» **Stated task**
Write out the whole listing word for word.

» **Provided material**
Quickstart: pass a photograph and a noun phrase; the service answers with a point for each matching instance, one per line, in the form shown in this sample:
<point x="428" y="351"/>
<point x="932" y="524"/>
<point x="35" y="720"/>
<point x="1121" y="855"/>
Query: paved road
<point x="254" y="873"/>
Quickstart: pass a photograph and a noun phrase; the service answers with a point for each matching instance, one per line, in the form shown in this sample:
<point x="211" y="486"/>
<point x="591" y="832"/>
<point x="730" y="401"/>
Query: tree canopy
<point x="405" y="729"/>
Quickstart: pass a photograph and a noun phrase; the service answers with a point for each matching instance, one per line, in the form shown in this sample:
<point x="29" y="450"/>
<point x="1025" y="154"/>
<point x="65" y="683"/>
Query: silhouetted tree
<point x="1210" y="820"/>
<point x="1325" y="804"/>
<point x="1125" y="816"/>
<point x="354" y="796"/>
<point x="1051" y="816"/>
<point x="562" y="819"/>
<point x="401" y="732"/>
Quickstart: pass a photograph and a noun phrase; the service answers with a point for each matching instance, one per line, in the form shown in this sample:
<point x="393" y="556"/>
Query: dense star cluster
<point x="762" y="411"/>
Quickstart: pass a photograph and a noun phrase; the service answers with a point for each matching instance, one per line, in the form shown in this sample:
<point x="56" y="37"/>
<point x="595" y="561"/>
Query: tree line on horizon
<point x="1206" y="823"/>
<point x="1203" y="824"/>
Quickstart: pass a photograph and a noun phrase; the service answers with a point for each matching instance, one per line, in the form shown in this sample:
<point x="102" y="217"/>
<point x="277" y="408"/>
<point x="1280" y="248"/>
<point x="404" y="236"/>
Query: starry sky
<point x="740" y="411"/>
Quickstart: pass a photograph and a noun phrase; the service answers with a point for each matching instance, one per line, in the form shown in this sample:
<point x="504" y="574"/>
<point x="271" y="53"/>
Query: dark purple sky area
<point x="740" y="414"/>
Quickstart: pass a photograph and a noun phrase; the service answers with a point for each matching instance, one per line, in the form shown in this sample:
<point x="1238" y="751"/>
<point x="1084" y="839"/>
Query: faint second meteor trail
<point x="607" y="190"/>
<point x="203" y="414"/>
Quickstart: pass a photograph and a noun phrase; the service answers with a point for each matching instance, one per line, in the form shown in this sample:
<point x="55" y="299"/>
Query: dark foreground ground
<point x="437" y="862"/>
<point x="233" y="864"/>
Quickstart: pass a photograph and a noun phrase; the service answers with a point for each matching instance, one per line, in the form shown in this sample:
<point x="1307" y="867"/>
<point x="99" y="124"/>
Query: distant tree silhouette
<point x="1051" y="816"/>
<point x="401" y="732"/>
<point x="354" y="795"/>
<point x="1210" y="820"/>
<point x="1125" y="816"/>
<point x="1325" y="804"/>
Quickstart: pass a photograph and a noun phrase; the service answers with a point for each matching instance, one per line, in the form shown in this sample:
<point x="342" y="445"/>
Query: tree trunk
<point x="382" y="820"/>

» **The result**
Quickstart: pass a photograph and a noun phrase; the service answers with a point for each matching instance, one per line, in the form shown in this sample:
<point x="428" y="351"/>
<point x="932" y="524"/>
<point x="35" y="720"/>
<point x="1121" y="855"/>
Query: paved road
<point x="254" y="873"/>
Quickstart: pass a photograph and a noun phrase; the service answers with a point for each matching instance, one per line, in the form shown in this sample:
<point x="211" y="486"/>
<point x="591" y="832"/>
<point x="730" y="401"/>
Query: tree canopy
<point x="405" y="729"/>
Quickstart: pass a photograph and a noun phrase; the service answers with a point for each matching instance, one per line, in the form shown in this sample:
<point x="29" y="450"/>
<point x="1025" y="154"/>
<point x="65" y="683"/>
Query: silhouetted tree
<point x="1210" y="820"/>
<point x="1325" y="804"/>
<point x="1125" y="816"/>
<point x="354" y="796"/>
<point x="1051" y="816"/>
<point x="562" y="819"/>
<point x="401" y="732"/>
Quickstart: pass a photograph and a noun phrase; the service answers with a point for each matching instance, one per line, in the form shown in this sample:
<point x="393" y="556"/>
Query: dense star cluster
<point x="762" y="411"/>
Quickstart: pass a photograph and a noun phrase; the service answers with a point for each matching instance, one per line, in the form shown in this sample:
<point x="56" y="37"/>
<point x="595" y="561"/>
Query: tree line on horizon
<point x="1206" y="823"/>
<point x="1203" y="824"/>
Quickstart: pass a photograph and a noun phrase; the service answers with a point for each matching instance, one per line, in the form shown in this sample:
<point x="102" y="217"/>
<point x="277" y="408"/>
<point x="1280" y="248"/>
<point x="404" y="236"/>
Query: starry sky
<point x="740" y="411"/>
Quickstart: pass a photograph and a noun phrase; the service answers with a point for each matching instance, one per line, in the form shown in this sample:
<point x="504" y="574"/>
<point x="271" y="53"/>
Query: dark purple sky area
<point x="740" y="414"/>
Quickstart: pass a photograph and a noun phrase; the service answers with a point for each matching instance, one per line, in the form shown in this sample:
<point x="1238" y="751"/>
<point x="1084" y="839"/>
Query: faint second meteor trail
<point x="607" y="190"/>
<point x="203" y="414"/>
Quickstart: pass a photograph and a noun phrase; the service answers with a point for each matching instance, one per line, in the form shown in this sample:
<point x="55" y="299"/>
Query: dark foreground ground
<point x="437" y="862"/>
<point x="233" y="864"/>
Quickstart: pass a photograph and a noun phrase; the service answers with a point for each matching instance, one per line, in the form shown in this sample:
<point x="1307" y="867"/>
<point x="99" y="124"/>
Query: distant tree silhouette
<point x="1051" y="816"/>
<point x="401" y="732"/>
<point x="354" y="795"/>
<point x="1210" y="820"/>
<point x="1125" y="816"/>
<point x="1325" y="804"/>
Quickstart: pass a photograph and a noun phrase; the service answers with a point for each matching instance, one per line, in the form shown in this sample:
<point x="342" y="445"/>
Query: tree trunk
<point x="382" y="820"/>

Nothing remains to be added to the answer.